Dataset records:
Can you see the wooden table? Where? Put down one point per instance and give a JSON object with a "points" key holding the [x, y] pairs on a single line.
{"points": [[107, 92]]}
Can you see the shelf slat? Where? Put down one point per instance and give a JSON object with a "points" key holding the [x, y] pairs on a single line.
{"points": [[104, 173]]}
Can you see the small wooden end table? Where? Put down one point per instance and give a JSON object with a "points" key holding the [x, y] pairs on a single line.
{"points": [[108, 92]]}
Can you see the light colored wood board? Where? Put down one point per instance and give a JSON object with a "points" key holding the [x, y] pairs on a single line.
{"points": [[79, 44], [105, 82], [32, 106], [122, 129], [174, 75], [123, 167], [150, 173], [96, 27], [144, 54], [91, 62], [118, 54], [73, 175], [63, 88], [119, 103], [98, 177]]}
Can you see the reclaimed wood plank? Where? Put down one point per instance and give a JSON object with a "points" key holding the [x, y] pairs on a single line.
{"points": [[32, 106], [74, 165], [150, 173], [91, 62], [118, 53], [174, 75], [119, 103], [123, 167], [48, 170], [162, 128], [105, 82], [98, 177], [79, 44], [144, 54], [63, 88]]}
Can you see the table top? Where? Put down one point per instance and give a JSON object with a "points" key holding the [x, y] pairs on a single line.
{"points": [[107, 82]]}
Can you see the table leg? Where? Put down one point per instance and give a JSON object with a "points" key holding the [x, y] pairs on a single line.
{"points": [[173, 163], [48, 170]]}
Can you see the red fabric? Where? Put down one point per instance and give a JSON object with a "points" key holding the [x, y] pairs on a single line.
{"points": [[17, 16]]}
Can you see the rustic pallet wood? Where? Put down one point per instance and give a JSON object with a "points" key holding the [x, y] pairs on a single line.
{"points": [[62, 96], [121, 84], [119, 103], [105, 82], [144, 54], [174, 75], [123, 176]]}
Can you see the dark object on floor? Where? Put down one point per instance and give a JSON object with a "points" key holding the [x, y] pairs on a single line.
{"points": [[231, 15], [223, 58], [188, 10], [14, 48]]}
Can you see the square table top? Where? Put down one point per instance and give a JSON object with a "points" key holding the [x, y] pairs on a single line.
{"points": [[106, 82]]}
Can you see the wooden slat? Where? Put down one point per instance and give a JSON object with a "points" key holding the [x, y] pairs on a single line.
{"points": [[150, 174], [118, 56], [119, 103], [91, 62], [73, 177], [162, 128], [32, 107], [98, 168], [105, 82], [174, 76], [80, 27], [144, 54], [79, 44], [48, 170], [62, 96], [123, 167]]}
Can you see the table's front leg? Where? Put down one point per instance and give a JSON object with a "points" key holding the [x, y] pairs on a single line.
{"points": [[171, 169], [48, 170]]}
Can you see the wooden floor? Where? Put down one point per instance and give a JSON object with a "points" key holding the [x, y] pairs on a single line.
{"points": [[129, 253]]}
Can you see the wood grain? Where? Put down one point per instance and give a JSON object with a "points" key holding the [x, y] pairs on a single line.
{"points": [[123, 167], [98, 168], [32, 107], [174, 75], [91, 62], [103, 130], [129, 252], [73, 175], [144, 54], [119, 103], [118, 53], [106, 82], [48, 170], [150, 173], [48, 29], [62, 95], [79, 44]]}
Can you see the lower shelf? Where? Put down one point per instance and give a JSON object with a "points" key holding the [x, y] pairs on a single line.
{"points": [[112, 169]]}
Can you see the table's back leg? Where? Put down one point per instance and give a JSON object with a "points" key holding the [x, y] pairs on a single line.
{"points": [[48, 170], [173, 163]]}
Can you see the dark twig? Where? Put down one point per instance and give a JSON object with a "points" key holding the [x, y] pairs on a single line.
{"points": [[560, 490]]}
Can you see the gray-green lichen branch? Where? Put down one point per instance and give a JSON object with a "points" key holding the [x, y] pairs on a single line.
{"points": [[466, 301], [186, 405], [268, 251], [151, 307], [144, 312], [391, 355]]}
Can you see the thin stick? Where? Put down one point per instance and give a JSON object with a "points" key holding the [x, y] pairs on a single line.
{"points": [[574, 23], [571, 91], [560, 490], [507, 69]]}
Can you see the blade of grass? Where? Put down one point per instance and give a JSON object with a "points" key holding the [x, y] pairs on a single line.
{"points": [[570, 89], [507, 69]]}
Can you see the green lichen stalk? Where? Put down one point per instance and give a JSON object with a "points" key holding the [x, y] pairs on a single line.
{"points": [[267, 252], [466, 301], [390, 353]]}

▶ **TASK INSTRUCTIONS**
Once you have read the records, output each one exactly as written.

▶ **PROBLEM SOLUTION**
Can you see the wooden table? Where? Put down one point per instance and give a JSON object with a "points" key holding the [x, y] pairs on a single line.
{"points": [[107, 92]]}
Can you see the shelf slat? Where? Put down one point per instance and give a JSON object with a "points" key holding the [x, y] pairs on a single line.
{"points": [[104, 173]]}
Can you see the small wooden end table? Where? Put down one point per instance and give a JSON object with a "points" key holding the [x, y] pairs on a single line.
{"points": [[108, 92]]}
Can you see the light colored wood board? Where? Put down one point per instance and give a JSON object with a "points" key holding the [x, y] pairs on a single line.
{"points": [[79, 44], [105, 82], [32, 106], [122, 129], [174, 75], [123, 167], [150, 173], [96, 27], [144, 54], [91, 62], [118, 54], [73, 175], [63, 88], [119, 103], [98, 177]]}
Can you see the reclaimed wood plank? Where? Put down one point per instance and give a JSON object with a "points" key holding the [x, y] pairs on a single line.
{"points": [[32, 106], [74, 165], [150, 173], [91, 62], [118, 53], [174, 75], [119, 103], [123, 167], [48, 170], [162, 128], [105, 82], [98, 177], [79, 44], [144, 54], [63, 88]]}
Can you see the table top? Where? Put down one point per instance and give a JSON object with a "points" key holding the [x, y] pairs on a single line.
{"points": [[107, 82]]}
Can you see the table leg? Where? Put down one point per instance and give a JSON object with a "points" key holding the [x, y] pairs on a single line.
{"points": [[173, 163], [48, 170]]}
Can you see the red fabric? Where? Put down one point per instance and give a JSON object with a "points" key holding the [x, y] pairs on a single line.
{"points": [[17, 16]]}
Can you see the rustic pallet wood? Where? Put down one point per instance and give a JSON object with a "points" key holding the [x, y] pairs on a single line.
{"points": [[62, 96], [121, 84], [119, 103], [105, 82], [144, 54], [174, 75], [123, 176]]}
Can you see the dark object on floor? Where? Put down one point per instance and give a JSON object with a "points" key holding the [x, y] pairs on a single line.
{"points": [[231, 15], [223, 58], [188, 10], [14, 48]]}
Can you see the square table top? Where? Put down one point per instance and give a JSON object with a "points" key holding the [x, y] pairs on a single line.
{"points": [[106, 82]]}
Can you see the wooden slat? Where? Put down one point per instance and give a JSON object with a "points" key holding the [x, y] pairs on a single line.
{"points": [[150, 174], [118, 56], [119, 103], [91, 62], [73, 177], [162, 128], [32, 107], [98, 168], [105, 82], [174, 76], [80, 27], [144, 54], [79, 44], [48, 170], [62, 96], [123, 167]]}
Can you see the table's front leg? Where? Put down one point per instance and give a JSON object with a "points" key holding the [x, y] pairs on a single line.
{"points": [[171, 169], [48, 170]]}
Can you see the wooden floor? Where? Put down one point per instance and give a JSON object with a "points" key holding the [x, y] pairs on a single line.
{"points": [[129, 253]]}
Can you see the wood grain? Where? Put down one point per instance and give a JSON object with a "points" key holding the [x, y] pairs on a single line.
{"points": [[123, 167], [98, 168], [32, 107], [174, 75], [91, 62], [103, 130], [129, 252], [73, 175], [144, 54], [119, 103], [118, 53], [106, 82], [48, 170], [150, 173], [48, 29], [62, 95], [79, 44]]}
Can you see the lower shelf? Where? Put down one point per instance and give a JSON object with a "points" key holding the [x, y] pairs on a single line.
{"points": [[112, 169]]}
Can you see the table's back leg? Where? Put down one point per instance and give a JSON object with a "points" key holding the [x, y] pairs on a single line.
{"points": [[48, 170], [173, 163]]}
Can you see the dark twig? Where? Put down one point per instance and give a JSON object with a "points" key holding the [x, y] pairs on a single line.
{"points": [[560, 490]]}
Can you see the gray-green lichen branch? Where? Put down one point per instance and give a JSON object with a "points" key holding the [x, y] pairs on a single line.
{"points": [[466, 301], [186, 405], [268, 251], [151, 307], [144, 312], [391, 355]]}
Can you see the thin stick? Where? Put down one point per instance and give a JSON object with a "points" key holding the [x, y] pairs on a single line.
{"points": [[574, 23], [571, 91], [560, 490], [507, 69]]}
Can you see the blade of grass? Where? Put down one point per instance and give a JSON object with a "points" key holding the [x, y] pairs on a single line.
{"points": [[570, 89], [507, 69]]}
Can you see the green lichen stalk? Where? Put down one point per instance and give a JSON object with a "points" key holding the [x, y] pairs on a single line.
{"points": [[267, 252], [466, 301], [390, 353]]}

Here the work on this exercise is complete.